TASK GOAL
The output should be all lines of the entries below in which the word "tower" occurs.

(Data records)
══════════════════════════════

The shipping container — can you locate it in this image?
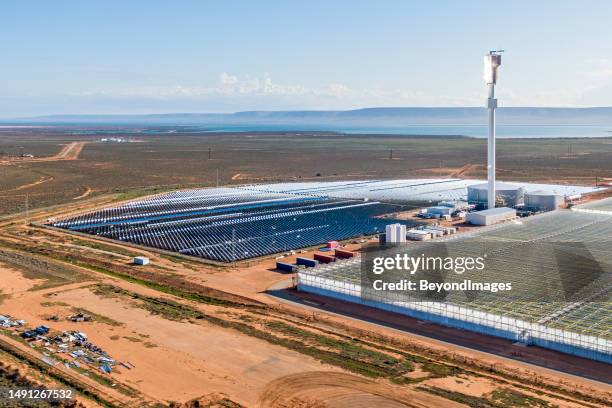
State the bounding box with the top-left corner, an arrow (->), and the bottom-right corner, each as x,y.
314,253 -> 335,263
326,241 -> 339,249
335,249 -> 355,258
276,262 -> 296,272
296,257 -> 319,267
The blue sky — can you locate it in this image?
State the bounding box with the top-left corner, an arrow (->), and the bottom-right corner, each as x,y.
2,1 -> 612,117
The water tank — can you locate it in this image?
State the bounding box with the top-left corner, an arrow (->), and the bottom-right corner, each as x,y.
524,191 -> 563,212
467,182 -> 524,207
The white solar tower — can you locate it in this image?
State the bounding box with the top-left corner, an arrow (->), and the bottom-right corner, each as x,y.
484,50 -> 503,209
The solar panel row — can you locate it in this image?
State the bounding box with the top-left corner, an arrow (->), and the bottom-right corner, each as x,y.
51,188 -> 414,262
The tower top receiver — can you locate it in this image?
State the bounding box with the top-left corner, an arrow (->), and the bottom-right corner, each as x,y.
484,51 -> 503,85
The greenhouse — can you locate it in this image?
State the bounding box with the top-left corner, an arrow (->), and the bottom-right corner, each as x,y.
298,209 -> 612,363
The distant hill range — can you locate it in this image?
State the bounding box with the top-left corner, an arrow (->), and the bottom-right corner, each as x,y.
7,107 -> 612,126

══════════════════════════════

WORKED SOLUTION
The white solar tower — can you locate it in this image?
The tower top receiver — can you locate it in this image?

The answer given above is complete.